Çıkarılan Metin -
------------------------------------------------

ABD Başkanı Donald Trump’la, İran'dan Çin'e, Paris İklim Anlaşması'ndan, gümrük vergilerine kadar birçok konuda anlaşmazlık yaşayan Avrupa liderleri, Demokratlar'ın adayı Joe Biden'ın "seçim zaferini ilan etmesinin ardından" rahatlamış görünüyor. Başta Almanya Başbakanı Angela Merkel ve Fransa Cumhurbaşkanı Emmanuel Macron olmak üzere AB liderleri, daha sonuçlar kesinleşmeden, birbiri ardına yeni başkanı kutladı.
Ancak Biden, AB liderlerinin umduğu gibi farklı bir politika izleyecek mi? AB Dış İlişkiler Yüksek Komiseri Josep Borrell, "Biden'ın seçilmesi, Avrupalılar'ın zamanı geri almasını sağlamayacak. Artık ABD'nin koruyucu şemsiyesini hayal etmekten vazgeçin" uyarısında bulundu.

------------------------------------------------

Verilen Bilgiler -

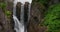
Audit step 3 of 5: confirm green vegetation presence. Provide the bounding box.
[43,4,60,32]
[0,2,11,17]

------------------------------------------------

Alıştırma Görevleri -
a: Biden'ın seçilmesine Avrupa liderlerinin tepkisini anlatan metne göre, Avrupalıları ABD'nin koruyucu şemsiyesini hayal etmekten vazgeçmeleri konusunda kim uyardı?
b: Biden'ın seçilmesine Avrupa liderlerinin tepkisini anlatan metni son cümlesinden sonra sürdürün.

Görev Yanıtları -
a: AB Dış İlişkiler Yüksek Komiseri Josep Borrell uyardı.

b:
ABD seçimlerinde uzun süren sayım işlemleri nedeniyle, tüm dünya gibi AB liderleri de temkinli bir şekilde sonuçları bekledi. Ancak ana akım Amerikan medyasının, 7 Kasım'da Biden'ın zaferini ilan etmesinin ardından başta Almanya ve Fransa olmak üzere Avrupalı liderler, yayınladıkları Twitter mesajlarıyla sevinçlerini gizlemedi.
Seçim sonuçlarını inceleyen Le Monde gazetesi, Biden'ın seçilmesiyle büyük umut besleyen AB liderlerinin durumunu "Joe Biden'ın zaferi Avrupa'da büyük rahatlama sağladı" başlığıyla özetledi. Avrupalılar arasında bu rahatlama ve Trump sayfasını hızla çevirme isteği, daha sonuçlar resmiyet kazanmadan gözler önüne serildi.
Macron, Merkel ve hatta Avrupa Komisyonu başkanı Ursula von der Leyen'den son derece hızlı kutlama mesajları geldi.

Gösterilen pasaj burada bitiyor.